Fizemos uma paragem para uma merendinha, aproveitámos para carimbar a credencial e iniciámos nova subida. Aqui, as pedras misturavam-se com lama e pedaços de paus arrastados pelas chuvas mas, mesmo assim, não deixou de ser um caminho bonito e com um agradável cheiro a eucaliptos que nos purificou os pulmões, ajudando-nos a continuar. Descemos até ao rio Ullo, passámos sobre um arco de volta inteira, com um cenário natural de rara beleza e de novo uma subida, desta vez uma velhíssima calçada que nos levou até Cacheiro.
No final, o caminho alargou-se por entre campos, vinhas e pomares e não tardou entrámos em Pontevedra. O cansaço era muito mas estávamos felizes!
Descansámos no belíssimo Albergue, que mais à frente esperava por nós.


Pontevedra -Padron


Eram 10h15m quando iniciámos o caminho, com a nossa oração habitual e o grito ULTREYA, em direcção à praça “ A Peregrina” onde se encontra o Santuário da Virgem Peregrina, datado do séc. XVIII.
Preparávamo-nos para entrar, com a intenção de admirar a sua beleza e pedir à Virgem Mãe a sua protecção, quando deparámos com obras de restauro.
Um pouco tristes, admirámos o seu exterior que  mostrava a sua forma semelhante a uma vieira (concha), e por ali permanecemos alguns minutos contemplando a praça  antiga, onde sobressaíam as varandas de madeira de vária cores, e pedindo protecção à Virgem para a viagem.
Continuámos caminho pela antiga Porta de Trabancas, percorremos a cidade velha até à milenária ponte de O Burgo e contemplámos e atravessámos o rio Lérez que neste local se lança na Ria de Pontevedra. Alcançámos a margem norte entrando pela rua da Santinha, onde se conta que no nº 95 ofereceram os primeiros frutos das colheitas a S. Tiago, e continuámos por um caminho verdejante, ao longo de todo o vale do rio da Gândara, passando pela Igreja de Santa Maria de Alva e Capela de S. Caetano.
Percorremos os bosques de Reiriz e Lombo da Macieira e foi por aqui que uma peregrina encontrou dois trevos de quatro folhas quase sem olhar.
Foi um momento lindo, simples e único que proporcionou uma partilha de sabedoria e magia.
Depois de deixarmos San Mauro para trás encontramos uma fonte de água potável que nos proporcionou mais um momento de frescura e seguimos por uma pequena estrada alcatroada, com uma paisagem linda, até Valbon. Aí admirámos dois interessantes cruzeiros e no fuste do outro, Santiago Peregrino indica aos romeiros o caminho.
Parámos para saborear o nosso farnel no Alto da Portela, junto a uma capelinha fechada e abandonada, e aproveitámos também para aliviar os pés e descansar já que o calor era muito e ainda faltavam percorrer alguns km até ao nosso destino.
Um cafezinho soube-nos bem nesta altura!
De energias renovadas continuámos caminho circulando o Rio Lamas, ao longo da sua margem esquerda, até chegarmos a Brialhos.
# # # # #
**EXERCÍCIO ESCRITO**
Prossiga o relato da caminhada de Pontevedra a Padrón a partir da chegada a Brialhos, com que o texto termina.

**INFORMAÇÃO EXTRAÍDA**
# # # # #
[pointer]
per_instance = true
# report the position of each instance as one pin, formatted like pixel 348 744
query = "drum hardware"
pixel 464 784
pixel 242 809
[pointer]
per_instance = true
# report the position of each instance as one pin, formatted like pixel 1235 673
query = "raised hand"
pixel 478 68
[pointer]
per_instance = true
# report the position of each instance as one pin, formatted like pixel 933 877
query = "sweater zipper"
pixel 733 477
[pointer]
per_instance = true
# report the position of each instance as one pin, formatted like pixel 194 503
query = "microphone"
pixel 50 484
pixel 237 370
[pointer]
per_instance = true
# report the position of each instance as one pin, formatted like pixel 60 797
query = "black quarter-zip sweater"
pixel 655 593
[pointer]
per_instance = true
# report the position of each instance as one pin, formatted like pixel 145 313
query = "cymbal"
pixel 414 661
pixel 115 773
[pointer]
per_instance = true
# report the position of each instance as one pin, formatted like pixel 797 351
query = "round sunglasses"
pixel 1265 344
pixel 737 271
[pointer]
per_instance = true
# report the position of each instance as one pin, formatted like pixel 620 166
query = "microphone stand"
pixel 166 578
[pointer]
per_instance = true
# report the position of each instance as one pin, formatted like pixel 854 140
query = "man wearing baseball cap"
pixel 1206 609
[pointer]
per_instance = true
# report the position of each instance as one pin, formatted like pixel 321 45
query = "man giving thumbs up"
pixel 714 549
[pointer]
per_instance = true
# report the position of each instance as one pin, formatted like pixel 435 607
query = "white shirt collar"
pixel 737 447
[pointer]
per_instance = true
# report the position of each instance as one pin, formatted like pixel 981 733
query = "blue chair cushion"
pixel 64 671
# # # # #
**RESPOSTA DO EXERCÍCIO**
O destino era o Albergue Brialhos-Portela e depois de uma travessia por caminhos cheios de vinhas, ao som do cântico dos pássaros, finalmente chegámos.
Ali estava ele, praticamente novo, á nossa espera com um lindo campo cheio de relva e baloiços. Entrámos e esticámo-nos a descansar na convicção de que teríamos lugar para todos, dada a sua dimensão, mas ficámos desapontados quando soubemos que os beliches eram poucos, alguns estavam já ocupados por outros peregrinos, para um grupo tão grande como o nosso.
Depois de vários contactos, feitos pelo incansável guia, fomos informados que alguns dos peregrinos teriam de ficar no pavilhão Gimnodesportivo.
Os obstáculos surgem a cada momento no caminho, tal como na nossa vida, e mais unidos do que nunca rapidamente voltamos a sorrir. Tomámos um bom banho, descansámos na relva macia nosso corpo dorido, ao som da voz de uma peregrina que deu mais uma lição sobre alimentação macrobiótica.
A caça aos grilos e os baloiços fizeram-nos recuar no tempo e na idade.
Não tardou aparecer o transporte para nos levar ao Parque Natural Ria Barosa, a poucos km dali, e digno de ser visitado.
Chegámos perto da hora do jantar, deliciámo-nos com a sua água cristalina, que em cascatas entoava verdadeiros hinos de agradecimento à natureza.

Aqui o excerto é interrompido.